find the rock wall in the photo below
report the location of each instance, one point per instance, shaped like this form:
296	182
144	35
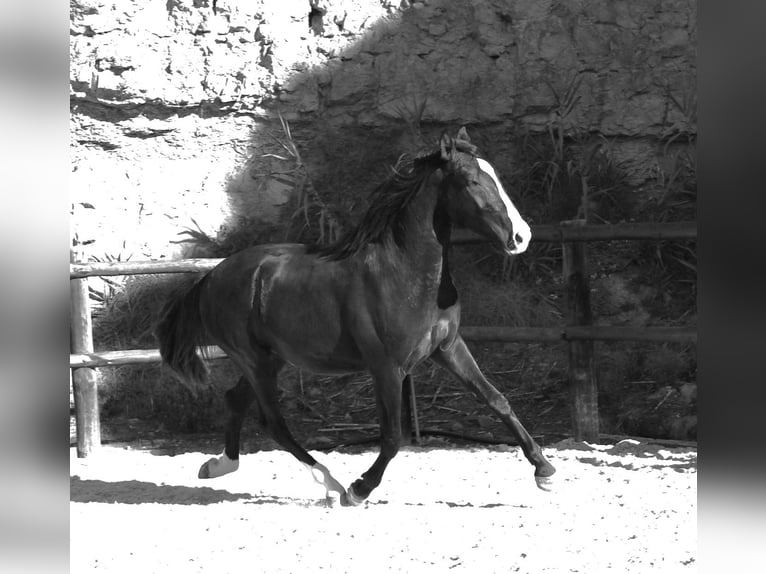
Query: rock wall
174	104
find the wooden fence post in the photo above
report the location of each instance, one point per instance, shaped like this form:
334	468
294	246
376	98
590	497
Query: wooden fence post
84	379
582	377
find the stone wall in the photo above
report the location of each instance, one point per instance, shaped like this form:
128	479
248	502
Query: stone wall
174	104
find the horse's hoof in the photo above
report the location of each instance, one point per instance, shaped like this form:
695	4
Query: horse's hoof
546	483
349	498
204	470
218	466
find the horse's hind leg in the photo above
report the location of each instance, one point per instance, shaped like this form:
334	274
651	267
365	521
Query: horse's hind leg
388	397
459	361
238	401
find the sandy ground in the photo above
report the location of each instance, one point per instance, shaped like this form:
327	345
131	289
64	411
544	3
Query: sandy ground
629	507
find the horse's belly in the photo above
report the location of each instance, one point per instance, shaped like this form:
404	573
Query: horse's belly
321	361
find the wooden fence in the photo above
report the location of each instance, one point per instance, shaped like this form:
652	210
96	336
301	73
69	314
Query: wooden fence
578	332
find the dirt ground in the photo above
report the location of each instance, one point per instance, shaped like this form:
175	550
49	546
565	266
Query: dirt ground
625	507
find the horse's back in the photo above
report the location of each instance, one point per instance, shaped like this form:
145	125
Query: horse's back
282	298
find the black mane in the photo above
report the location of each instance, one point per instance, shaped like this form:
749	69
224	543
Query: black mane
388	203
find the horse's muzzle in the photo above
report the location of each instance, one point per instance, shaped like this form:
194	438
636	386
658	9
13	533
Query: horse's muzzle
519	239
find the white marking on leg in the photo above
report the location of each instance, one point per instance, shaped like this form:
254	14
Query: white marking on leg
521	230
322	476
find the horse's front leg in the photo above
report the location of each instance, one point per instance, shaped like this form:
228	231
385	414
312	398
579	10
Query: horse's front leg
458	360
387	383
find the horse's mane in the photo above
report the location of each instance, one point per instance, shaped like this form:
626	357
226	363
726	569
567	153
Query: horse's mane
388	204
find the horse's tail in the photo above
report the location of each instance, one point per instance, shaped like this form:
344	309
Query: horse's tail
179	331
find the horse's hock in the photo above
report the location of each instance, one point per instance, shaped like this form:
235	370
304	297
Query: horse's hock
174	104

**THE PROBLEM:**
Reproduce all of the data above, substituting "in the following format" for every occurrence of "shaped like this form" and leaving everything else unchanged. Omit the pictures from your answer.

**RESULT:**
find the rock wall in the photo below
report the location of each instance, one point per instance, in the following format:
296	182
144	35
Query: rock wall
174	104
find the wooden fence post in the photo above
report the location of each instance, one point per instance, in the following format:
334	468
294	246
376	98
590	497
Query: wooden fence post
84	379
582	377
find the stone wall in the photo above
report the location of each instance, one point per instance, in the following format:
128	479
248	502
Query: stone wall
174	104
find the horse's hoof in the photo above
report the location of each instance, one point per instance, in the following format:
695	4
Query: horse's hoof
546	483
349	498
204	470
218	466
find the horse's hind leg in the photo above
report the location of each instance, one point per instance, in the following format:
334	274
651	267
365	521
Query: horse's hind leg
388	397
459	361
238	401
find the sandy ground in the photo above
report the location of each instance, one point per instance, in the following format:
327	345
131	289
64	411
544	3
Query: sandy ground
629	507
find the horse's belly in the photo above
report the location of each instance, one point per instance, in the following format:
404	573
Query: horse's belly
321	361
find the wooden fence in the photo above
report the location of each instance, one point per instance, in the following format:
652	210
96	336
301	73
69	314
Query: wooden fence
578	332
find the dirt ground in the photo above
report the location of each instance, one point per instance, in the following format:
175	550
49	546
565	266
Query: dirt ground
625	507
find the horse's back in the photo above
report the location of each instance, one point per instance, in the following format:
145	125
Query: horse's back
282	298
find the black mane in the photo above
report the location of each instance, one point per instance, in the following format:
749	69
224	543
Query: black mane
388	203
find the horse's muzzle in the photo above
report the location of each instance, one point per instance, in the following format:
194	438
636	386
658	9
13	533
Query: horse's muzzle
519	239
find the white marking on leg in the photo above
report the location of each instance, one point per instance, in the following format:
254	14
Query: white marking on leg
521	230
322	476
find the horse's front leg in the photo above
report the location of each instance, one point per instance, in the following format:
228	231
385	414
312	398
579	10
Query: horse's front leg
458	360
387	383
find the horse's mane in the photo above
report the location of each instance, one point per instance, in the following format:
626	357
226	363
726	569
567	153
Query: horse's mane
388	204
find the horse's tail in the photo above
report the location of each instance, one point per instance, in the following format:
344	309
Query: horse's tail
179	331
find the horse's hock in the photo above
report the location of each instance, one point per instance, in the following format:
235	370
304	297
Query: horse's hock
174	104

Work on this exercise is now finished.